Investigating Kanye

Oct 27, 2023

When Adidas ended its wildly lucrative shoe deal with Kanye West, who now goes by Ye, a year ago, the breakup appeared to be the culmination of weeks of his inflammatory remarks about Jews and Black Lives Matter. But our examination found that behind the scenes, the partnership was fraught from the start.

Interviews with current and former employees of Adidas and of West, along with hundreds of previously undisclosed internal records, including contracts, text messages and financial documents, provide the fullest accounting yet of the relationship. Here are seven takeaways.

For almost 10 years, Adidas looked past West’s misconduct as profits soared. The partnership, which began in 2013, boosted company profits and made West a billionaire. But West subjected employees to antisemitic and other abusive comments. And though their contract for years had a clause allowing Adidas to end the agreement if West’s behavior harmed the company’s reputation, it’s not clear that executives ever considered invoking it before terminating the deal last year.

West showed a troubling fixation on Jews and Hitler. At a 2013 meeting with Adidas designers at the company’s headquarters in Germany, he drew a swastika on one of their sketches. He later told a Jewish Adidas manager to kiss a portrait of Hitler every day. And West told Adidas colleagues that he admired Hitler’s command of propaganda.

He brought pornography and crude comments into the workplace. Weeks before the swastika episode, West made Adidas executives watch pornography during a meeting at his Manhattan apartment. Last year, he ambushed Adidas executives in Los Angeles with a pornographic film. Staff members also complained to top executives that he had made angry, sexually offensive comments to them.

Big demands and mood swings weighed on the relationship. West, who has been diagnosed with bipolar disorder, at times rejected the assessment and resisted treatment. Tears were common; so was fury. In 2019, he abruptly moved the operation designing his shoes, called Yeezys, to remote Cody, Wyo., and ordered the Adidas team to relocate. In a meeting with company leaders that year to discuss his demands, he hurled shoes around the room.

### Try it
Please explain in one to three sentences why the Adidas team had to relocate to Cody, Wyo., according to the article on Kanye West.

### Dataset extract
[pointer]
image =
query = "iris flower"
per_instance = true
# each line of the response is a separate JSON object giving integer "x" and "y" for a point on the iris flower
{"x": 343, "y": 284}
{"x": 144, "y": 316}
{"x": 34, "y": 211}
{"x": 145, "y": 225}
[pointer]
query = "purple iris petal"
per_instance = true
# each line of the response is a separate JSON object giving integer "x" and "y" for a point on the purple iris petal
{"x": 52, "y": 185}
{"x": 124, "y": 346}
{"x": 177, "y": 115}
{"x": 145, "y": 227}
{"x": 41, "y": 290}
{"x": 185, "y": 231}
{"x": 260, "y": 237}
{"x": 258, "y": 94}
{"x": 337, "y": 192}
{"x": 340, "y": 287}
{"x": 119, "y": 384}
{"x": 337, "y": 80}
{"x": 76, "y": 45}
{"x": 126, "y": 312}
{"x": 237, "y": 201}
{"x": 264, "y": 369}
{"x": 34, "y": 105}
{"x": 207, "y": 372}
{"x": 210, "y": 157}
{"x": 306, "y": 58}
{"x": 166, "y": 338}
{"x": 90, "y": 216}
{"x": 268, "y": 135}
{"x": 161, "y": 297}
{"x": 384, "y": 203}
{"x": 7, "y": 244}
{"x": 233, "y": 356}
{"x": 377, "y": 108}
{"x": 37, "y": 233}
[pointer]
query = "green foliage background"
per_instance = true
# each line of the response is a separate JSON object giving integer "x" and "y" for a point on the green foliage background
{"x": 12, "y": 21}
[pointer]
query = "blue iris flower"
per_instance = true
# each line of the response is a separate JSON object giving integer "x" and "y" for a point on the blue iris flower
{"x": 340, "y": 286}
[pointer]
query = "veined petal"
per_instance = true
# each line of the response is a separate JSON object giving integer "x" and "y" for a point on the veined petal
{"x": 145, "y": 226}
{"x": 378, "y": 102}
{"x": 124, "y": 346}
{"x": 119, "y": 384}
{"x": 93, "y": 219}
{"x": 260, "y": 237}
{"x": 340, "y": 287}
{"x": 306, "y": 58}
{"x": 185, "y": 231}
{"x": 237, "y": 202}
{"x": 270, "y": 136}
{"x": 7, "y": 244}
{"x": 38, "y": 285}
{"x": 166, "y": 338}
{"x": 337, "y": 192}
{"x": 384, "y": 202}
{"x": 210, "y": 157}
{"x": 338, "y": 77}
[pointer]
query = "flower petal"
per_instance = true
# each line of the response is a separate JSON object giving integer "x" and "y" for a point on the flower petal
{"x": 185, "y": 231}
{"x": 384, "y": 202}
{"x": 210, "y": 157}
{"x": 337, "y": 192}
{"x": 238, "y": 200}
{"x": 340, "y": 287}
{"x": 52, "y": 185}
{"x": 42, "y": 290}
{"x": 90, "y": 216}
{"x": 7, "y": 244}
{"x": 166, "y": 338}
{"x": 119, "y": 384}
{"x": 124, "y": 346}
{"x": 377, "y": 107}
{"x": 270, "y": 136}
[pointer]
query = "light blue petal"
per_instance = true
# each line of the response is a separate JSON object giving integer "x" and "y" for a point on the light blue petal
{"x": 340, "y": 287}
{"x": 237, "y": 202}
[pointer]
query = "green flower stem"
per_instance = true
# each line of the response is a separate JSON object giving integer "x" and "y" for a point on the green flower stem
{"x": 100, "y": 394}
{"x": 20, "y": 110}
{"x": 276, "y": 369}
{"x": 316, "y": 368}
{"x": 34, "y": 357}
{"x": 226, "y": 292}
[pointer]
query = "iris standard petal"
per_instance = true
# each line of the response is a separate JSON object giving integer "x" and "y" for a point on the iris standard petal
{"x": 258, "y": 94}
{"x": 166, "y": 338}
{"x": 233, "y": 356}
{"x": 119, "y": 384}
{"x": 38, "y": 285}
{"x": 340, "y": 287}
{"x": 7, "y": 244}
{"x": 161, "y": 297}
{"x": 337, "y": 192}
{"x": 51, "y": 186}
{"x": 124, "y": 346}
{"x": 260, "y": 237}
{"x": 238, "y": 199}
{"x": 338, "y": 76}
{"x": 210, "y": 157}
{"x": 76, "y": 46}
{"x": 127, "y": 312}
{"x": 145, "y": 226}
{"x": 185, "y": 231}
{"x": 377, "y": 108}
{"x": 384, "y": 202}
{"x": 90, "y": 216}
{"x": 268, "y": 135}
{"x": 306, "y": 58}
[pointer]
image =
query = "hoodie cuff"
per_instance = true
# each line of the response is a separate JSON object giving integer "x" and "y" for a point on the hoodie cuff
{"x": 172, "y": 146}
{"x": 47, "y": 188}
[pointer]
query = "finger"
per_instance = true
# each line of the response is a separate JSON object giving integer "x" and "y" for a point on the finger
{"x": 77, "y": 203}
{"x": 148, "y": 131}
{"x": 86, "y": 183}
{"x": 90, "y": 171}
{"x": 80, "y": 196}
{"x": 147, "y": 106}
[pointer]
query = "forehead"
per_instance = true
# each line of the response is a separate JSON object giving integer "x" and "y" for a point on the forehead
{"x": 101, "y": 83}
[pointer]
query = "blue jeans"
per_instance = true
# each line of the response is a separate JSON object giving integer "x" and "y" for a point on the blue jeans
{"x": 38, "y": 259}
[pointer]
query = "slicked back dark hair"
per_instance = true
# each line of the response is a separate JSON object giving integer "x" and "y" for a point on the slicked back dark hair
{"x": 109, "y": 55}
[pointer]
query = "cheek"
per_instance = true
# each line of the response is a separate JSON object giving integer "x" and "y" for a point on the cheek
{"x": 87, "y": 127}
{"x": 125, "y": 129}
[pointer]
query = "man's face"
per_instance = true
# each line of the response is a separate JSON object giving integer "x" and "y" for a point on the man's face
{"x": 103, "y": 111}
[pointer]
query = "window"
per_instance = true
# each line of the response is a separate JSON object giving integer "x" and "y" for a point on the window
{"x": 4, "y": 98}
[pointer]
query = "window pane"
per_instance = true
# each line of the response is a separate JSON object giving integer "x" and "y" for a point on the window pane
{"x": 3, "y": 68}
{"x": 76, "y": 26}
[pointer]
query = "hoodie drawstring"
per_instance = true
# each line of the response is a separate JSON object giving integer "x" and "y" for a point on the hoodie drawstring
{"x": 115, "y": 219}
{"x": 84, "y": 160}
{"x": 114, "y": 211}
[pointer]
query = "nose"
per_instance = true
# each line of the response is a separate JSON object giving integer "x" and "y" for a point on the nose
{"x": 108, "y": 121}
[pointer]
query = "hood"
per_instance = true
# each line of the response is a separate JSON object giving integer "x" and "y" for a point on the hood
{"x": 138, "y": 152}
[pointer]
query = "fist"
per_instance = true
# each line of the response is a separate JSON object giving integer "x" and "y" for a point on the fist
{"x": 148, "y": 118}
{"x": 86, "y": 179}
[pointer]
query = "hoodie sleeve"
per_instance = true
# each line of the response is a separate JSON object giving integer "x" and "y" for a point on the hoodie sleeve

### Exercise response
In 2019, West abruptly moved the operation designing his Yeezy shoes to remote Cody, Wyo. He then ordered the Adidas team to relocate there.